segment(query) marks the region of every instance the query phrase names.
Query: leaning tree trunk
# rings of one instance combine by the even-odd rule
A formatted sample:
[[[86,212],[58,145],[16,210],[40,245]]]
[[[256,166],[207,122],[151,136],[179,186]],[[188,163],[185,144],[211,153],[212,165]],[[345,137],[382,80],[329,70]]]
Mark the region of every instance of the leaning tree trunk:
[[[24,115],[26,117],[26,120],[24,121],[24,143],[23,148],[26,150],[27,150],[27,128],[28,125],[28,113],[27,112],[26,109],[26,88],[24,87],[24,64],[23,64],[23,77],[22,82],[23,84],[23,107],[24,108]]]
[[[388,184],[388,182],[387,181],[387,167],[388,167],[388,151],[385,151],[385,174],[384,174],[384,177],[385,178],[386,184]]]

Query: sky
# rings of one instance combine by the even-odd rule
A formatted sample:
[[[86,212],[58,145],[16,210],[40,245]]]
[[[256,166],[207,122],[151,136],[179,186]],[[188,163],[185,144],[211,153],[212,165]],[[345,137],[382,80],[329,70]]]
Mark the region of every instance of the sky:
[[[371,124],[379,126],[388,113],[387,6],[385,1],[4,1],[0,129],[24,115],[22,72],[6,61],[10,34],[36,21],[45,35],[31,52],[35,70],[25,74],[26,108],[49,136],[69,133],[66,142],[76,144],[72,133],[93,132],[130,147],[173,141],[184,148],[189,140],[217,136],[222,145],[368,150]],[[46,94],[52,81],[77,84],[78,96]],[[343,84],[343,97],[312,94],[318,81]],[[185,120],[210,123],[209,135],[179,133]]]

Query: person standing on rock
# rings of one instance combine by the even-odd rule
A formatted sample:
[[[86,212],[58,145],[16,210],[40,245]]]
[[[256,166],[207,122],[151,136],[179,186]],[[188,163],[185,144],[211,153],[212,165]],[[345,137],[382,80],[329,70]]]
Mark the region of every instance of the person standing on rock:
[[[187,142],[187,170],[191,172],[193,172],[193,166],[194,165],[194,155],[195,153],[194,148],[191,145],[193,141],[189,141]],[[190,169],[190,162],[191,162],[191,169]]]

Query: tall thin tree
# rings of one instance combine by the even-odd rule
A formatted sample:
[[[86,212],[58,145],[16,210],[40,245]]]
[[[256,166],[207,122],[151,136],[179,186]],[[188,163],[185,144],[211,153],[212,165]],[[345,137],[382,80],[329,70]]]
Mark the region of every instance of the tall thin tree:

____

Exercise goal –
Return every line of the material above unchanged, from the first line to the last, adding nothing and leaving nothing out.

Solution for this task –
segment(query) marks the region of every instance the query phrase names.
Query: leaning tree trunk
# rings of one instance combine by the even-odd rule
A formatted sample:
[[[86,212],[58,145],[16,210],[40,245]]]
[[[256,166],[207,122],[151,136],[179,186]],[[188,163],[185,144],[211,153],[212,165]],[[345,137],[382,80],[329,70]]]
Mark the region of every instance of the leaning tree trunk:
[[[24,115],[26,117],[26,120],[24,121],[24,143],[23,148],[26,150],[27,150],[27,128],[28,125],[28,113],[27,112],[26,109],[26,88],[24,87],[24,64],[23,64],[23,77],[22,82],[23,84],[23,107],[24,108]]]
[[[388,184],[388,182],[387,181],[387,167],[388,167],[388,151],[385,151],[385,174],[384,174],[384,177],[385,178],[386,184]]]

Query: sky
# rings of one instance combine by the even-odd rule
A formatted sample:
[[[86,212],[58,145],[16,210],[40,245]]]
[[[256,166],[207,122],[151,136],[179,186]],[[188,163],[185,144],[211,153],[212,165]],[[345,137],[382,80],[329,70]]]
Mark the region of every instance of the sky:
[[[371,124],[379,126],[388,113],[387,6],[385,1],[4,1],[0,129],[24,115],[22,72],[6,61],[10,34],[36,21],[45,35],[31,52],[35,70],[25,74],[26,108],[49,136],[69,133],[66,142],[76,144],[72,133],[93,132],[130,147],[173,141],[184,148],[189,140],[217,136],[222,145],[368,150]],[[46,94],[52,81],[77,84],[78,96]],[[343,84],[343,97],[312,94],[318,81]],[[185,120],[210,123],[209,135],[179,133]]]

Query: person standing on rock
# rings of one instance combine by the even-odd rule
A formatted sample:
[[[86,212],[58,145],[16,210],[40,245]]]
[[[256,166],[207,122],[151,136],[179,186]],[[188,163],[185,144],[211,153],[212,165]],[[345,137],[382,80],[329,70]]]
Mark the region of every instance of the person standing on rock:
[[[187,142],[187,170],[191,172],[193,172],[193,166],[194,165],[194,155],[195,153],[194,148],[191,145],[193,141],[189,141]],[[190,169],[190,162],[191,162],[191,169]]]

Query: tall thin tree
# rings of one instance combine by the even-odd rule
A formatted sample:
[[[86,212],[58,145],[16,210],[40,245]]]
[[[256,166],[207,122],[151,136],[179,186]],[[188,163],[185,144],[211,153],[212,165]],[[345,137],[382,80],[329,70]]]
Mark the region of every instance of the tall thin tree:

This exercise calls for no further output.